#### What is asked:
1. Rewrite the article on the euro zone debt crisis starting at "Stronger countries and" and ending at "again on Monday.", putting "shared currency" in place of "common currency".
2. According to the article on the euro zone debt crisis, what was Portugal's budget deficit as a share of its gross domestic product?
3. Write what comes next in the article on the euro zone debt crisis, picking up after its final sentence.

European authorities stepped in with a rescue package, expecting an economic recovery and the creation of new European rescue funds to fend off future panics by bond investors whose money is needed by countries to refinance their debt.
But with economic conditions weakening, markets are once again in turmoil. Rescuing Ireland may no longer be enough.
Stronger countries and weaker countries using the common currency of the euro are being pulled in different directions.
Some economists wonder if unity will hold or if some new system that allows countries to move on one of two parallel financial tracks is needed.
Despite the insistence of Irish officials that only its banks need additional help, investors continue to bet on an Irish rescue, driving down the bond yields on that country’s debt against a benchmark again on Monday.
Portugal’s yields increased to 6.7 percent, underscoring the emerging concern in Brussels, the administrative center of the European Union, that it would be irresponsible to adopt a plan to prop up Ireland without addressing the possibility that turmoil could ultimately engulf Portugal, or even Spain. Like Ireland, Portugal has struggled to grow under the fixed currency regime of the euro. Though Portugal has raised enough funds of late from bond markets, its budget deficit is 9 percent of its gross domestic product, much higher than the 3 percent limit for countries in the euro zone. With its weak government and slow growth, investors have grown fearful that Portugal, too, will eventually run out of funds.
While Ireland has largely impressed European officials with its commitment to austerity, Portugal has been lagging in this regard, according to European officials. One official in Europe, who asked for anonymity because he was not authorized to speak publicly, said that the budget recently presented by the government in Lisbon did not contain the type of far-reaching changes proposed by other countries, like Spain.
“If Ireland were to ask for aid, then you’d have to look at what’s going on in Portugal as well,” the official said, putting forward a view rescuing Ireland alone would not keep speculators from other vulnerable countries.

#### Data excerpt:
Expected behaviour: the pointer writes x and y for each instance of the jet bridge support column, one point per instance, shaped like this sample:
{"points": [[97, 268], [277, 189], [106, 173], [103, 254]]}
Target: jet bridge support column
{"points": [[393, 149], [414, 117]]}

#### Exercise responses:
1.
Stronger countries and weaker countries using the shared currency of the euro are being pulled in different directions.
Some economists wonder if unity will hold or if some new system that allows countries to move on one of two parallel financial tracks is needed.
Despite the insistence of Irish officials that only its banks need additional help, investors continue to bet on an Irish rescue, driving down the bond yields on that country’s debt against a benchmark again on Monday.

2. Portugal's budget deficit was 9 percent of its gross domestic product.

3.
José Manuel Barroso, president of the European Commission, said on Monday that Ireland had not requested aid. “We have all the instruments to address the problems that may come either in the euro area or outside the euro area,” he told reporters in Brussels.
The Portuguese finance minister, Fernando Teixeira dos Santos, said Monday evening in Brussels that the situation in Ireland was creating dangers for all countries using the euro.
“If things are getting worse in Ireland, for instance, that will have a contagion impact on the other euro zone economies and particularly on those that are under closer scrutiny of markets, like Portugal,” he said. Asked if Ireland should accept a bailout to stem the contagion, Mr. Teixeira dos Santos said, “It’s not up to me to make that assessment.”
Even so, Mr. Teixeira dos Santos emphasized that his country was not preparing to ask for a rescue package.
Mr. Teixeira dos Santos also said his government was preparing a robust budget that would cut wages, freeze pensions and raise taxes. “We are really committed to meet our targets,” he said. “I think we deserve that the market gives us the chance to show that.”
The bureaucratic machinations in Brussels highlight one of the main concerns that grew out of the establishment earlier this year of a rescue fund of 500 billion euros (about $680 billion at today’s exchange rate) by the European Union after the Greek budget crisis: What happens if, in the next crisis, multiple countries need aid at the same time?
Months later, it remains unclear how, in practice, countries like Ireland and Portugal would tap the rescue money.